#### TO DO:
a: Answer these questions about the music column:
(i) What is the title of Boz Scaggs' new album?
(ii) At what venue was the surprise Neil Young show held?
(iii) In what year did Young buy Lionel Trains Inc. with his partners?
b: From the music column, return the passage starting at "Three Chords, the" and ending at "dinosaur trivia. (S.T.)", copied word for word.

What's Wrong With This Picture? If you happen to be passing by the S bin at a record store that would stock such a thing, stop for a moment and look for Boz Scaggs' new R&B/adult contemporary album, Come On Home. Don't buy it; don't even listen to it; just look at the album art. (Riff Raff will not reprint it here, as that might be construed as some sort of endorsement.) What we have is a gritty urban streetside, perhaps circa 1960. In the background, on the side of a run-down building: a poster announcing Boz Scaggs appearances -- "three nites only" -- apparently at Slim's, 333 11th St. between Folsom and Harrison (which Scaggs owns). A partially glimpsed poster off to the right advertises Hank Ballard appearing at an unspecified venue. In a doorway, an Af-Am man with a cigarette slack in his mouth points at a child. In the foreground: a fish-tailed car -- trunk open, with a suitcase inside -- and a pair of black children, one of whom appears to be holding a dollar or a wrapper. The entire image is suffused with a touched-up or doctored feel, even aside from the obvious poster insertions. Whatever it is, there's something downright unnerving about it. Lovecraft-style "non-Euclidian" geometry? A tiny genitorture still superimposed within a taillight? Worn-out scratch 'n' sniff? While Riff Raff can't quite figure out just what's wrong with the picture -- dorky race-and-authenticity subtext aside -- perhaps you can. In the meantime, we'll just be over here, minding our own business, fighting off a case of the creeps. (M.B.)
Three Chords, the Truth, and Controlling Interest on the Board of Directors Last Thursday at the surprise Neil Young show, while several thousand people lined up outside the Trocadero -- a couple of hundred just to use the pay phone (the hippie network, apparently) -- two employees of electronica-pioneering record labels 911 and Om amused themselves by sipping cocktails and arguing over which railroad company boasts Neil Young as a major stockholder. Lionel won over Amtrak. (Young, a model-train hobbyist and father of two, bought Lionel Trains Inc. with his partners at Wellspring Associates in 1995.) We won't tell you which hipster knew that special bit of dinosaur trivia. (S.T.)

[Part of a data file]
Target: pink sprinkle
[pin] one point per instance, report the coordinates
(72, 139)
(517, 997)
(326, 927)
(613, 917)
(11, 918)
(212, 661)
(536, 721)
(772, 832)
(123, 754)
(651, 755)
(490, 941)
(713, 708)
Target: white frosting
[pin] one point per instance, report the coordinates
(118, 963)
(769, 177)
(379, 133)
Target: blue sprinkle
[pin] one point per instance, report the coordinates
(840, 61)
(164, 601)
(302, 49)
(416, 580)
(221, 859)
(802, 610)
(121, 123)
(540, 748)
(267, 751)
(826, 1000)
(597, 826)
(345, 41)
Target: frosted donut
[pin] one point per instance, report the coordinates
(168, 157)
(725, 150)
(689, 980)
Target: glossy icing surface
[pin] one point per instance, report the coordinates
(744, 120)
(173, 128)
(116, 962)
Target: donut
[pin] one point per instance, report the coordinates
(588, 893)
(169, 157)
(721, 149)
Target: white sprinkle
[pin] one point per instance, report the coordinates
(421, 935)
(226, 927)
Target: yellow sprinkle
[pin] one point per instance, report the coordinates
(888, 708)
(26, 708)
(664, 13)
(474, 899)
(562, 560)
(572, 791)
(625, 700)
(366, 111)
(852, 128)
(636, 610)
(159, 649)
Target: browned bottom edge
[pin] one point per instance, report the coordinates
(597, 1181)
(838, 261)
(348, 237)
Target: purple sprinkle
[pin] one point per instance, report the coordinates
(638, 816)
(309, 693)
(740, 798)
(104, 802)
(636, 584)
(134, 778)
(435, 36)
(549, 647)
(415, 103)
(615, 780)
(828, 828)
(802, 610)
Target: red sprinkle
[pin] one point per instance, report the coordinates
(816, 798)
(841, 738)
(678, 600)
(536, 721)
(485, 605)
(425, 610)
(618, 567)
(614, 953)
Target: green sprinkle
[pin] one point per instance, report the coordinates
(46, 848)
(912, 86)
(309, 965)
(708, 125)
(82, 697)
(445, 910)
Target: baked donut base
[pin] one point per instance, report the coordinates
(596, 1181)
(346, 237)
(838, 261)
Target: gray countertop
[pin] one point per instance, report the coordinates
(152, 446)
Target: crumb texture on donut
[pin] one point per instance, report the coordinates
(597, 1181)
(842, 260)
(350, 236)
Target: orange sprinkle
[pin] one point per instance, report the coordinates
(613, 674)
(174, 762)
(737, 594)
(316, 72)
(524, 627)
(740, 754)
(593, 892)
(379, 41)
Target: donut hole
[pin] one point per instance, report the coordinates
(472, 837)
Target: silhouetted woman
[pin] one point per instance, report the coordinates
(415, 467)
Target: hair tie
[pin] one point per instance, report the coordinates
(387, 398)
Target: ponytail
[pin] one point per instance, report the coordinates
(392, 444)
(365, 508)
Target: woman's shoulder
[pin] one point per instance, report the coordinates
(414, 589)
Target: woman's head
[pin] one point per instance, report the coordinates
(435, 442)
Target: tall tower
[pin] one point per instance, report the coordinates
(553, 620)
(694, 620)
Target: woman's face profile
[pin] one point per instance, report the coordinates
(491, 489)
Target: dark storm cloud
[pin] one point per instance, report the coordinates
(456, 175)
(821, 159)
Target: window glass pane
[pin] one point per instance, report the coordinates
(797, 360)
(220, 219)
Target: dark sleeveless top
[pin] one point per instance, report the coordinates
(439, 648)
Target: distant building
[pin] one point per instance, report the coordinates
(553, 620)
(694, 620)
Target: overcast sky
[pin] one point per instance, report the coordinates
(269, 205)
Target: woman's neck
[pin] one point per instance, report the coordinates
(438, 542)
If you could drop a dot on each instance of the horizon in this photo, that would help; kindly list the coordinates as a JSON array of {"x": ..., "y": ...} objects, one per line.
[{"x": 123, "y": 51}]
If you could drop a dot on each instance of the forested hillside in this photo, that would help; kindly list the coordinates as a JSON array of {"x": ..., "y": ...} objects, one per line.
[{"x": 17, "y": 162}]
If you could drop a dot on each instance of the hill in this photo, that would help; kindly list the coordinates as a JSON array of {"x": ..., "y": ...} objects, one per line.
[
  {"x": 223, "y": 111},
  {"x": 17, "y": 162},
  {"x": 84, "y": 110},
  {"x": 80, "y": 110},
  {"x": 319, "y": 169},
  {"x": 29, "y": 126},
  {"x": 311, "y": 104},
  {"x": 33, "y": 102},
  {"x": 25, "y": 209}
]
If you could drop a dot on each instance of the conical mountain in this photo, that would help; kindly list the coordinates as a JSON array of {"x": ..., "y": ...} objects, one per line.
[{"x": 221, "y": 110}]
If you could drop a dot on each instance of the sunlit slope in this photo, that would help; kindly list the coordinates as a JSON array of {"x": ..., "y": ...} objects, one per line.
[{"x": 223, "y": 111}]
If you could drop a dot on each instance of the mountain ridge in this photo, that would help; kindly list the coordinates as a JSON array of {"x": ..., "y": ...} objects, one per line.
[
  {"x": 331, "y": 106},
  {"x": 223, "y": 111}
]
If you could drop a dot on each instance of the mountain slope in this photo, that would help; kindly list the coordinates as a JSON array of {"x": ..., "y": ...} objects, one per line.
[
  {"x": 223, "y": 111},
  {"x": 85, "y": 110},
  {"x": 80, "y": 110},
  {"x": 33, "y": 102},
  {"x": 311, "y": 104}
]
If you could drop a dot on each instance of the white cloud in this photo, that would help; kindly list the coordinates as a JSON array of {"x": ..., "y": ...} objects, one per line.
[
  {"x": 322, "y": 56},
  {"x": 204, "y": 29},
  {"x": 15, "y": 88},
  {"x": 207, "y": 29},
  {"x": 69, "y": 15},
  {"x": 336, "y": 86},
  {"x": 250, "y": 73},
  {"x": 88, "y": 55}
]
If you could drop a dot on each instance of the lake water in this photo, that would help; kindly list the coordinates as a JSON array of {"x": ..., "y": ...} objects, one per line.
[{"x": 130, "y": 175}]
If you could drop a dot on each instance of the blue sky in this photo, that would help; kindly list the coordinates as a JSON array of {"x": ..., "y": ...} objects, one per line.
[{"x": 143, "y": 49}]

#### ANSWER LIST:
a:
(i) Come On Home
(ii) The Trocadero
(iii) 1995

b:
Three Chords, the Truth, and Controlling Interest on the Board of Directors Last Thursday at the surprise Neil Young show, while several thousand people lined up outside the Trocadero -- a couple of hundred just to use the pay phone (the hippie network, apparently) -- two employees of electronica-pioneering record labels 911 and Om amused themselves by sipping cocktails and arguing over which railroad company boasts Neil Young as a major stockholder. Lionel won over Amtrak. (Young, a model-train hobbyist and father of two, bought Lionel Trains Inc. with his partners at Wellspring Associates in 1995.) We won't tell you which hipster knew that special bit of dinosaur trivia. (S.T.)